## start Input rows

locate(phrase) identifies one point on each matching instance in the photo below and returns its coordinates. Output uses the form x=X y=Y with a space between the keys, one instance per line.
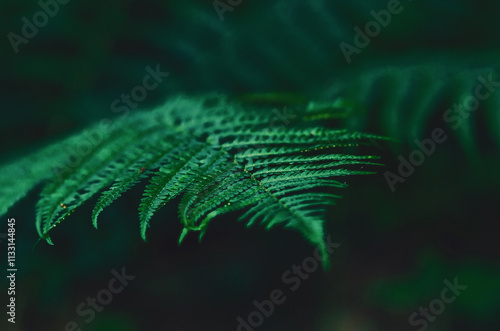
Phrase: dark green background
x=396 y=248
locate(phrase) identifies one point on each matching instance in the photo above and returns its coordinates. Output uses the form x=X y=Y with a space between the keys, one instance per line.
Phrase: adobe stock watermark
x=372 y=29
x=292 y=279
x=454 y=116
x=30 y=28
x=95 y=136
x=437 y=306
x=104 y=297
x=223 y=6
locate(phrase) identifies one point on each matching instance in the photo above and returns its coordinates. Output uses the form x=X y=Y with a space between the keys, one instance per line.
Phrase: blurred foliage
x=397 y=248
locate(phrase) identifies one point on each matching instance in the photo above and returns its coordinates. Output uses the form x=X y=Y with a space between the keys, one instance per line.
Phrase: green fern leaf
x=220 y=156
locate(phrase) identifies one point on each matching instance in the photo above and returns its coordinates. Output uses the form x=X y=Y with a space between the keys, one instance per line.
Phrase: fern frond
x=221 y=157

## end Input rows

Which lines in the entries above contain the word "fern"? Pick out each of them and copy it in full.

Phrase: green fern leaf
Phrase: fern frond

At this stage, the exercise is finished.